• [EXERCISE OBJECTIVE]: Provide an exact reproduction of every entry.

• [MATERIAL SUPPLIED]:
[Start of section]
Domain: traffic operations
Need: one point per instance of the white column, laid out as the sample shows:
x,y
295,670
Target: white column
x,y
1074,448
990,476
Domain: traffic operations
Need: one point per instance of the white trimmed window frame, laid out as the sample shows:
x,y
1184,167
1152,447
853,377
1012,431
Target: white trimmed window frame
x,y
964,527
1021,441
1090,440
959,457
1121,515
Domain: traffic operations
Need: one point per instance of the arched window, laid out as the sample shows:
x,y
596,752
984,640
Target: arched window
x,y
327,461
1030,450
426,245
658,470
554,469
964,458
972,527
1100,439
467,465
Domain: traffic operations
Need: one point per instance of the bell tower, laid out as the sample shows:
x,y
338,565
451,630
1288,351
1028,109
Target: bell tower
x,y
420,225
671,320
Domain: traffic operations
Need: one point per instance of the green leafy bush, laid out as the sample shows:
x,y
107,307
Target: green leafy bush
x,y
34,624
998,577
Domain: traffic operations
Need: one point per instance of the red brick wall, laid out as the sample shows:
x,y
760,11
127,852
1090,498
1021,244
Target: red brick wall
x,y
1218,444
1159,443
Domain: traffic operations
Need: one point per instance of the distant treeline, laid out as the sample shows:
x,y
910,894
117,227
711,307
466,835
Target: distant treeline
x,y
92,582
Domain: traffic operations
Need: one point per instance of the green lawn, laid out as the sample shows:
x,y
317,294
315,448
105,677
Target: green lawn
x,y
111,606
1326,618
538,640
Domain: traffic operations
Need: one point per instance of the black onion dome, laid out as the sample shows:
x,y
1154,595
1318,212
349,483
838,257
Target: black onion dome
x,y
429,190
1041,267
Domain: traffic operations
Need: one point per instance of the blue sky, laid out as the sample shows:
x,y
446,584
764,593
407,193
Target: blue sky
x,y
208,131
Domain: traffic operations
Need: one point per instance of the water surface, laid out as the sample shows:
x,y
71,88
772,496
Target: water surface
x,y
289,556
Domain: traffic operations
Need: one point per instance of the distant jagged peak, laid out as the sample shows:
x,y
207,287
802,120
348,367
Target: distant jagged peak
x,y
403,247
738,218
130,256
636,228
[End of section]
• [SOLUTION TO THE EXERCISE]:
Domain: traffic operations
Need: one point per instance of the white column, laid out as the sample shows:
x,y
295,670
Target: white column
x,y
1074,448
990,476
Domain: traffic operations
Need: one point per instance of the white trimmed window frame, laid out as the sample shows:
x,y
1184,167
1152,447
853,377
1012,431
Target: white trimmed window frame
x,y
964,527
1021,441
1090,440
959,457
1121,515
Domain: traffic operations
Need: one point per instance of the arched window, laid out as the sample shows:
x,y
596,752
984,640
Target: arched window
x,y
327,461
1030,450
426,245
658,470
554,469
964,458
972,527
1100,439
467,465
Domain: traffic operations
Need: one point per instance of the bell tower, laid out as the sample shows:
x,y
338,565
451,630
1288,351
1028,109
Target: bell tower
x,y
420,225
671,320
Domain: traffic operations
Need: one point per instance of the green leafy bush, laid out as the sample shows:
x,y
107,307
Target: green leafy bush
x,y
34,624
998,577
Domain: traffic operations
Need: one point per instance of the red brick wall, laid out as the sample shows:
x,y
760,11
127,852
1090,498
1021,244
Target: red brick wall
x,y
1218,444
1159,443
Domain: traffic operations
Need: one point per instance of the distant treeline, laid out as the sample shows:
x,y
910,894
117,227
711,307
466,835
Target: distant treeline
x,y
92,582
Domain: traffic operations
Need: one point per instance of the green lawn, laid out as the sample shows:
x,y
317,294
315,448
105,677
Target: green lawn
x,y
111,606
1326,618
538,640
Domain: traffic operations
Need: one point per instance of the black onion dome, laid out as the sample shows:
x,y
1154,595
1318,212
349,483
838,257
Target: black onion dome
x,y
429,190
1041,267
Domain: traffic operations
Need: one point per instance of the blue sky, laid out as the sample shows:
x,y
446,584
764,593
407,193
Target: blue sky
x,y
208,131
Domain: traffic operations
Need: one point per instance of the water surface, laid out as the sample shows:
x,y
71,88
772,496
Target: water surface
x,y
289,556
Domain: traffic operations
Need: one point per instance of the distant jagged peak, laid out as the sample shows:
x,y
207,287
802,120
348,367
Target: distant jagged peak
x,y
403,247
738,218
130,256
636,228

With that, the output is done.